> _WORK TO COMPLETE_:
Gather every line in the listing below that contains the word "field".

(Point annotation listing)

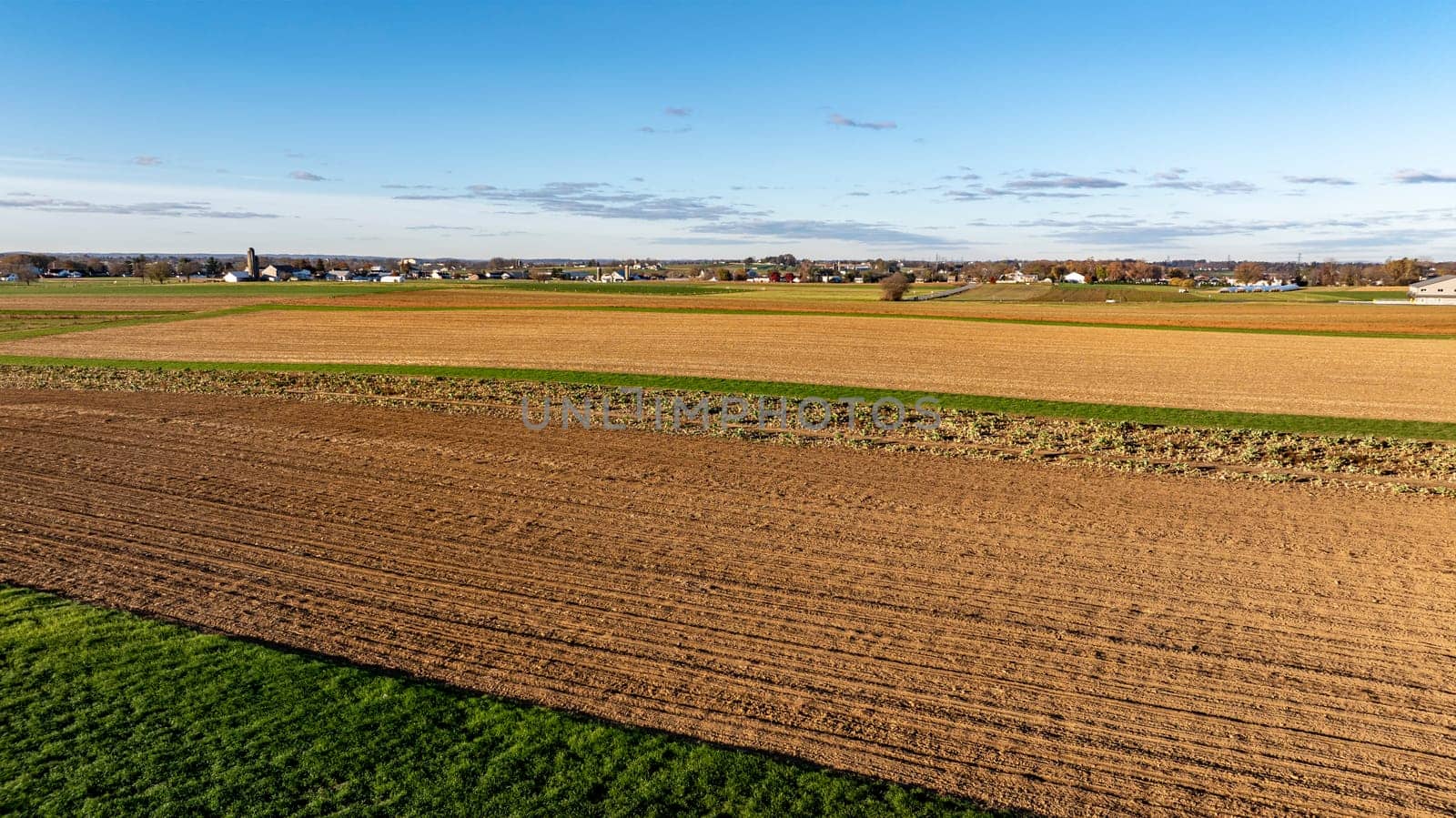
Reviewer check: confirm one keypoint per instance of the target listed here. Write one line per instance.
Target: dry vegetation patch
(1354, 378)
(1067, 641)
(1369, 461)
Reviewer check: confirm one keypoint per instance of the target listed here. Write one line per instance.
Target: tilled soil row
(1077, 642)
(1245, 454)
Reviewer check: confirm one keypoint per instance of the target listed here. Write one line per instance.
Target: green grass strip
(1114, 412)
(65, 312)
(142, 319)
(855, 315)
(111, 713)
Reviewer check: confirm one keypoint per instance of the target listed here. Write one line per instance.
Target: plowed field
(1358, 378)
(1067, 641)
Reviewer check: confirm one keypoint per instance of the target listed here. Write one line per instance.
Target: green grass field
(111, 713)
(1150, 415)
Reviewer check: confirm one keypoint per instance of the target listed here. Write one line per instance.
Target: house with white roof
(1441, 290)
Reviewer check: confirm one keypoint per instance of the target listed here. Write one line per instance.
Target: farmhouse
(284, 272)
(1441, 290)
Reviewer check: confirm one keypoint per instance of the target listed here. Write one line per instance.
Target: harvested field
(1201, 313)
(1358, 378)
(1067, 641)
(1220, 453)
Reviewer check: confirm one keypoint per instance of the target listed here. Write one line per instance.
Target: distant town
(28, 267)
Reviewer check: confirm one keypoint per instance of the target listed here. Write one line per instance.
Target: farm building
(284, 272)
(1441, 290)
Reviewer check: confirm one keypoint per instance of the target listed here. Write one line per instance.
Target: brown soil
(1360, 378)
(1067, 641)
(1244, 315)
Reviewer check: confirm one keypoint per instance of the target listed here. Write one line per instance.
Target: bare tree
(159, 271)
(893, 287)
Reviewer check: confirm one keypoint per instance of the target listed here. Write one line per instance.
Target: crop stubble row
(1055, 640)
(1359, 378)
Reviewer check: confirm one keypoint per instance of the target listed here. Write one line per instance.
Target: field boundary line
(167, 316)
(1005, 405)
(852, 315)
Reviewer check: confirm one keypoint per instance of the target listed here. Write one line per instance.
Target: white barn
(1441, 290)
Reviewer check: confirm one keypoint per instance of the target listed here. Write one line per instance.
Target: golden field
(1359, 378)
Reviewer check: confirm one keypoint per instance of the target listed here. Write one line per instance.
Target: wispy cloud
(1050, 181)
(848, 123)
(1036, 185)
(1337, 181)
(803, 228)
(201, 210)
(597, 199)
(1177, 179)
(1424, 177)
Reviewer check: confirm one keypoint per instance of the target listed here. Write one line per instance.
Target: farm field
(1350, 378)
(1110, 648)
(213, 721)
(1139, 306)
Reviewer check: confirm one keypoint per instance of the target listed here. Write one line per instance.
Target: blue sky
(683, 130)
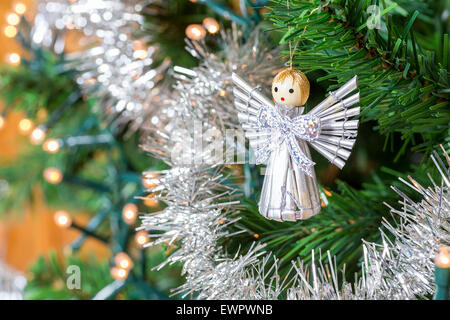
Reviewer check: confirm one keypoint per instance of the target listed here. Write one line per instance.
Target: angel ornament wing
(279, 134)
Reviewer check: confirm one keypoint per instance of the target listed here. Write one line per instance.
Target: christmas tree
(137, 124)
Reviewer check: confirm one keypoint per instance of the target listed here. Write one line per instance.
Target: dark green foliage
(403, 77)
(48, 278)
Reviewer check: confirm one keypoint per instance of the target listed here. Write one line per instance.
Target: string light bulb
(119, 273)
(51, 146)
(20, 8)
(195, 32)
(13, 59)
(53, 175)
(25, 126)
(123, 261)
(62, 219)
(129, 213)
(443, 257)
(149, 180)
(10, 31)
(13, 19)
(37, 135)
(211, 25)
(141, 238)
(140, 50)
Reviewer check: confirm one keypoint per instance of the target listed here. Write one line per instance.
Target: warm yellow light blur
(119, 273)
(62, 219)
(443, 257)
(195, 32)
(129, 213)
(37, 135)
(13, 19)
(25, 126)
(211, 25)
(123, 261)
(13, 59)
(150, 202)
(53, 175)
(10, 31)
(141, 238)
(20, 8)
(51, 146)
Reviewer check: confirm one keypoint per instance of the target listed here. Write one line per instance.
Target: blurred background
(78, 206)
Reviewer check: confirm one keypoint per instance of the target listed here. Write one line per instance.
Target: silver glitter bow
(305, 127)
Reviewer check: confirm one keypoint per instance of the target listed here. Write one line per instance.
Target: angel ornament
(279, 132)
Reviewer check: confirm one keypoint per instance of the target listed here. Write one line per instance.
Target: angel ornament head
(290, 87)
(279, 134)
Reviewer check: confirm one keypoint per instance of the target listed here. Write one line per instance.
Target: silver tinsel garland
(201, 206)
(115, 64)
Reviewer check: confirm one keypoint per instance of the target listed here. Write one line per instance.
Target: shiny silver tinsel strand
(201, 206)
(115, 63)
(404, 266)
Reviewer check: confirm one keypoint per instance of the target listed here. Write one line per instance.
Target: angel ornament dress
(279, 134)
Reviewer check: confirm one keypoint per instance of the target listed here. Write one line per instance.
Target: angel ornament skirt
(288, 194)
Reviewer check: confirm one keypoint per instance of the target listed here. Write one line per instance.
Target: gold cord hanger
(291, 52)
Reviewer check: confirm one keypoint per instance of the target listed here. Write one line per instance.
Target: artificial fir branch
(404, 85)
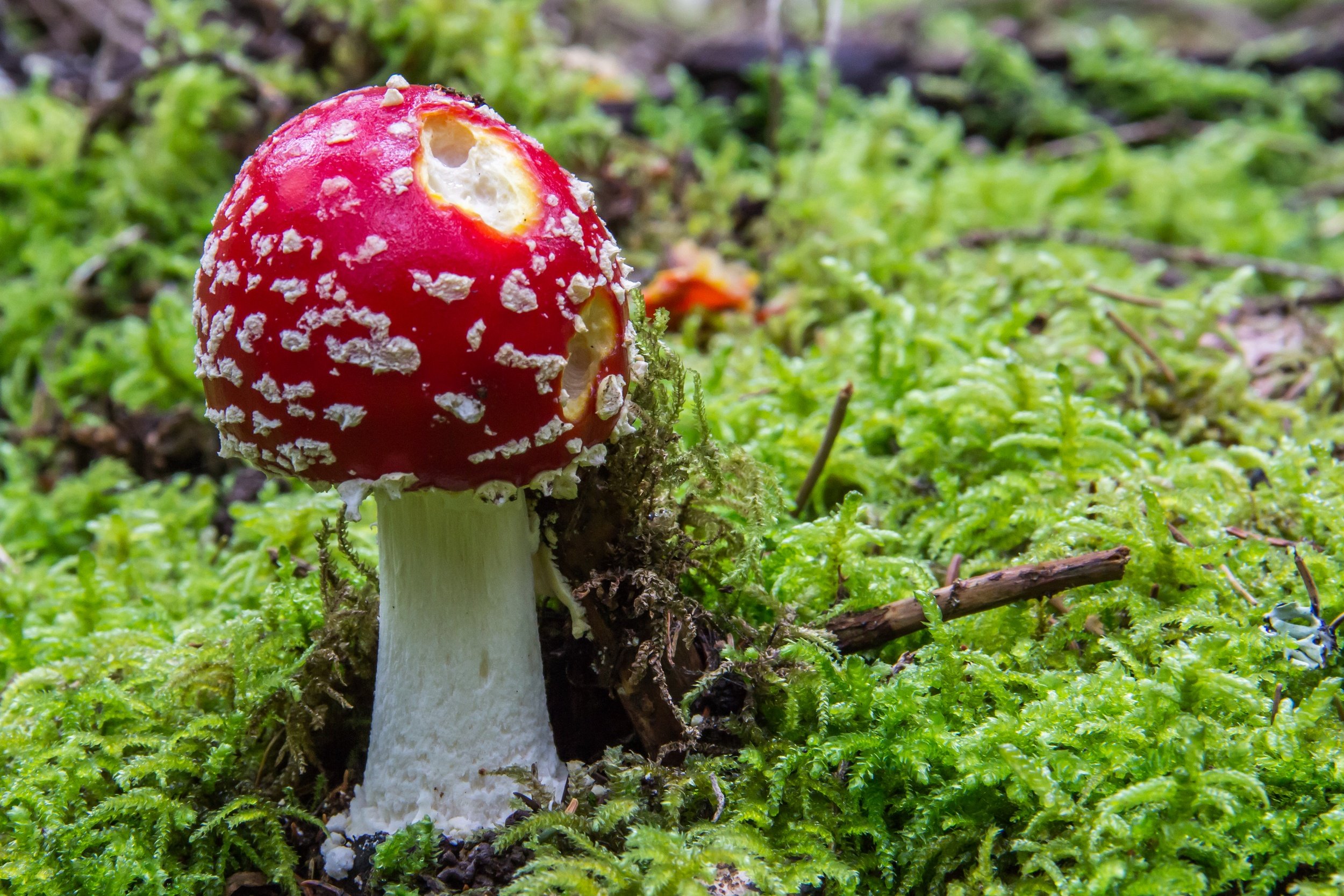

> _TASK RESPONSE_:
Target: plowed field
Target: green grass field
Target: harvested field
Target: field boundary line
Target: golden field
Target: farm field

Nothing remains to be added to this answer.